**INSTRUCTIONS TO FOLLOW:** Rewrite the records from the line that contains "Drop a point on every instance of the grassy" through the line that contains "Query: white stripe on hull", changing "breakwater" to "jetty" and keeping everything else the same.

++++++++++

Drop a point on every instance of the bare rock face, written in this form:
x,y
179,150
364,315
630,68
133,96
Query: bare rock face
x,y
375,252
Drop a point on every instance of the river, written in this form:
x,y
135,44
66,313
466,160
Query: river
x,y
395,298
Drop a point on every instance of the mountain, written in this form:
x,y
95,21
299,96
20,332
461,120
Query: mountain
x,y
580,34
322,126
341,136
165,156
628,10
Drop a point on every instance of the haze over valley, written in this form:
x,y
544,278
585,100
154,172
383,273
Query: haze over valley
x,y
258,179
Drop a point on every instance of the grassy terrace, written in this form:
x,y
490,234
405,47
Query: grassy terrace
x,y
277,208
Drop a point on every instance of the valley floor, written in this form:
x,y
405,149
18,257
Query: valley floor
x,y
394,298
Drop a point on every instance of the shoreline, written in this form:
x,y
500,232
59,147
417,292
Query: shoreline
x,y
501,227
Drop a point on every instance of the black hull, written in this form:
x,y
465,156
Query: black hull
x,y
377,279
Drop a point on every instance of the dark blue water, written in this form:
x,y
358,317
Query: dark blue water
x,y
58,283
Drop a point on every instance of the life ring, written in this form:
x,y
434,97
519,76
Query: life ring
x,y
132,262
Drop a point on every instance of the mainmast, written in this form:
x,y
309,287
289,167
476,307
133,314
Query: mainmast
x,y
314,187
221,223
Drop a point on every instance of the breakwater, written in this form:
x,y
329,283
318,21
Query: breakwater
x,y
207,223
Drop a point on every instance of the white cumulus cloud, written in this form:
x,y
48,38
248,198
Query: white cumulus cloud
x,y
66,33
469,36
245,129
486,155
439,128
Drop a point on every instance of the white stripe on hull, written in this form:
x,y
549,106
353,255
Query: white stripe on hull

++++++++++

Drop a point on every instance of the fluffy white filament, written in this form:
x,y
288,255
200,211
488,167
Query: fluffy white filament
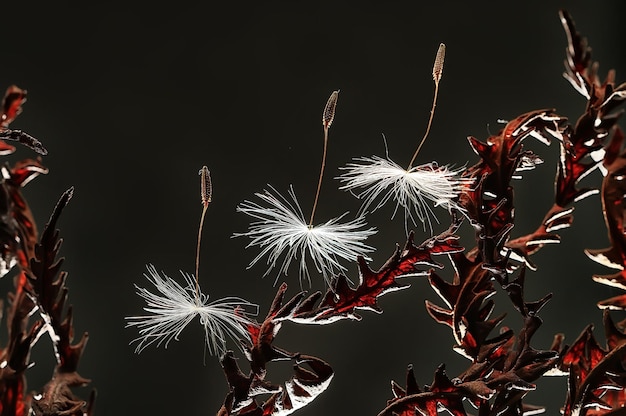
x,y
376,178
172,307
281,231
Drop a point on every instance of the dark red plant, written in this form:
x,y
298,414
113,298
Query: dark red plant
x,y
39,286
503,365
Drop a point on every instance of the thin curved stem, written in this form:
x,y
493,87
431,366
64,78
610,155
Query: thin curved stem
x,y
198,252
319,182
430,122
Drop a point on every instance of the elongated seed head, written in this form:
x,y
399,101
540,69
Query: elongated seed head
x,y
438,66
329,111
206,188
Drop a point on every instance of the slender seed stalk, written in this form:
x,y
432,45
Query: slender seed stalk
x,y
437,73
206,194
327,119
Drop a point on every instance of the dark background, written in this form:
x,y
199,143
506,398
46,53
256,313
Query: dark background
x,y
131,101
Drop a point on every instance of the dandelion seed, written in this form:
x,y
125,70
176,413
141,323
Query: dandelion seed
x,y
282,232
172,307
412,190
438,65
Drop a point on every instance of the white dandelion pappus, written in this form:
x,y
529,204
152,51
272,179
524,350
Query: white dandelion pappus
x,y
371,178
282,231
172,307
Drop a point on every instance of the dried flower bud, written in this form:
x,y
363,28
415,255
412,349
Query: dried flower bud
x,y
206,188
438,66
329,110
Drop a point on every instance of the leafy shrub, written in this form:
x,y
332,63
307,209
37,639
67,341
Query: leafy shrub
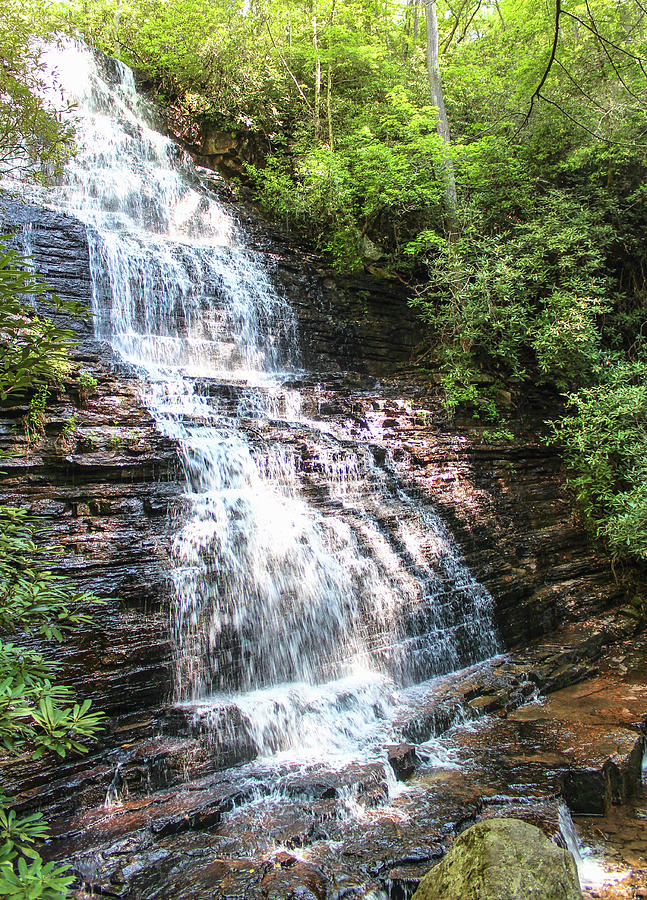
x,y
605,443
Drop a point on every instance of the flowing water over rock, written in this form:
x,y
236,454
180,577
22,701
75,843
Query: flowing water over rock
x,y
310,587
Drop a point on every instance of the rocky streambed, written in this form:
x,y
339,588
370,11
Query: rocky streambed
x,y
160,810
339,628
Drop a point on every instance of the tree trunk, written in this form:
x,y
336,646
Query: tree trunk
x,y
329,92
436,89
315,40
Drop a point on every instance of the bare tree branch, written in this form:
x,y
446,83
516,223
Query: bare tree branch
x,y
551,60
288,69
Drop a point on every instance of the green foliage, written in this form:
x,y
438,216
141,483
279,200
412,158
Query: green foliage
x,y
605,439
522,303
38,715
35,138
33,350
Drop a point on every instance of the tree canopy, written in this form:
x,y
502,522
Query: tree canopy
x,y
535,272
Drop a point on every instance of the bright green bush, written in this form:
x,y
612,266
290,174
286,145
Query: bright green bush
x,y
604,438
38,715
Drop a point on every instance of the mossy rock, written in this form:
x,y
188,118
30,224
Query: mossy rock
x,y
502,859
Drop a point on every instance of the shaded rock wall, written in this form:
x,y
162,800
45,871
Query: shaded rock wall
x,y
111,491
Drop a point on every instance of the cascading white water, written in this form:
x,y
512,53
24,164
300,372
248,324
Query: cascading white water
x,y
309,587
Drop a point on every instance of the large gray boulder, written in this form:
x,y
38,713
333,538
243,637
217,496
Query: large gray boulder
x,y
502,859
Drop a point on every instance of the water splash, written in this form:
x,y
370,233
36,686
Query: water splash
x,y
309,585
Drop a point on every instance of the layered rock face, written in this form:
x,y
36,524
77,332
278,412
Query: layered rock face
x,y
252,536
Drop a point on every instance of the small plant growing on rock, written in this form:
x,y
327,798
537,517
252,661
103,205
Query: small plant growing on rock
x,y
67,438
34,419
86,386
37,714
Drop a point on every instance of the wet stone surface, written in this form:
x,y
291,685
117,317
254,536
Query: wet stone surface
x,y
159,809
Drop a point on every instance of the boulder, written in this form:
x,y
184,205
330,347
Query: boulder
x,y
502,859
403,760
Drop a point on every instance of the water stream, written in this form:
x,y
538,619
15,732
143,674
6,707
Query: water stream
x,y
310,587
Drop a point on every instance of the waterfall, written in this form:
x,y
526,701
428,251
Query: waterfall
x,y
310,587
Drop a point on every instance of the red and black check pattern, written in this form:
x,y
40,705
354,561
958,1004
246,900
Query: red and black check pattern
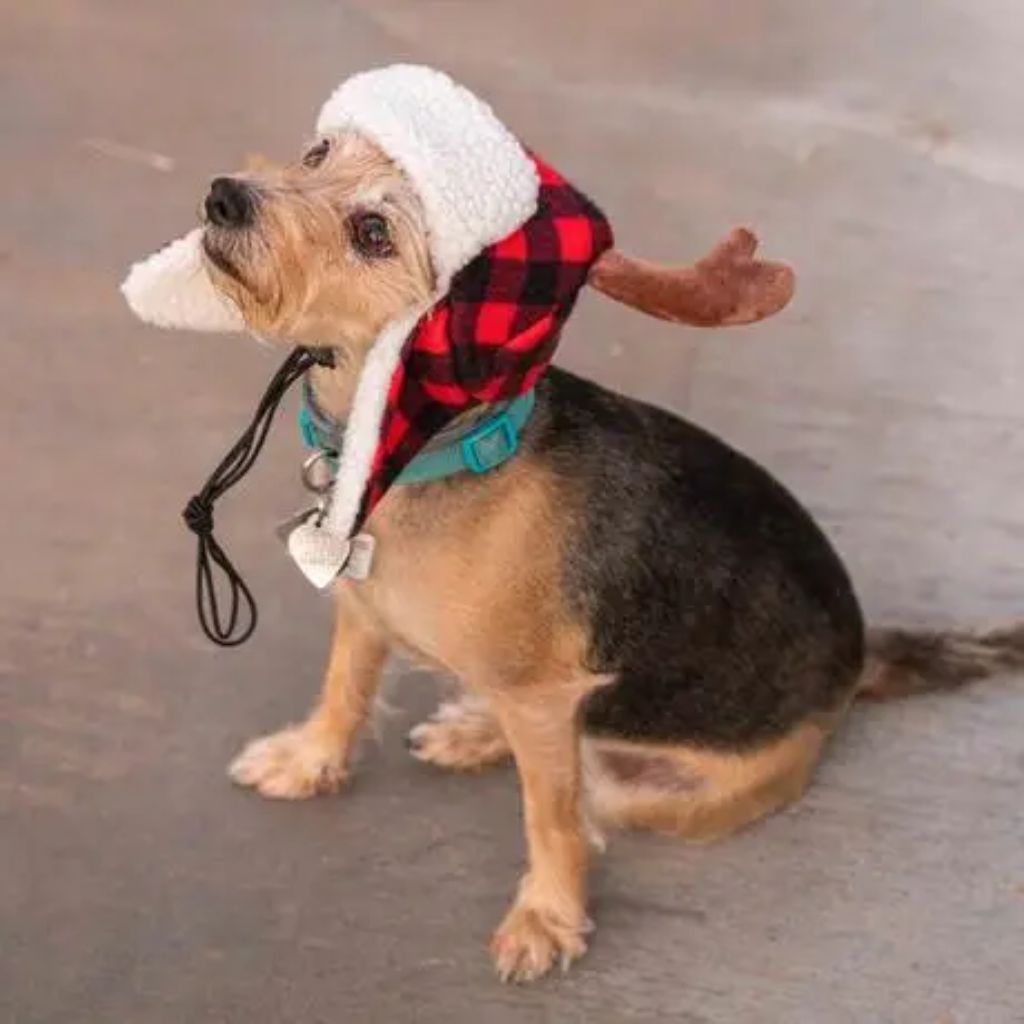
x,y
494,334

++++++++++

**RESULT FOR THIS EXERCISE:**
Drop a point on every instance of the grassy terrace, written in this form:
x,y
490,234
405,47
Query: grassy terrace
x,y
277,208
Drop a point on every instance of the valley floor, written in this form:
x,y
405,149
18,257
Query: valley floor
x,y
394,298
Drop a point on every instance of the shoreline, written in this form:
x,y
500,232
59,147
417,292
Query: shoreline
x,y
501,227
Drop a point on every instance of the black hull, written in this form:
x,y
465,156
Query: black hull
x,y
377,279
Drop a point on every instance of the dark blue water, written in this form:
x,y
358,317
Query: dark blue water
x,y
58,283
Drop a point on every instance of the life ring, written in this form:
x,y
434,97
519,76
Query: life ring
x,y
132,262
Drop a point on every instance of the mainmast, written in this form:
x,y
309,287
289,167
476,307
133,314
Query: mainmast
x,y
314,187
221,223
Drop a point on every instance of the jetty, written in this form:
x,y
329,283
318,21
Query: jetty
x,y
207,223
Drop a point on every instance of the white cumulus cloud, written in this form:
x,y
48,38
248,198
Query: white cumulus cloud
x,y
66,33
469,36
245,129
486,155
439,128
Drop a point on every instance of the white stripe on hull, written in this form:
x,y
549,106
353,255
Query: white stripe on hull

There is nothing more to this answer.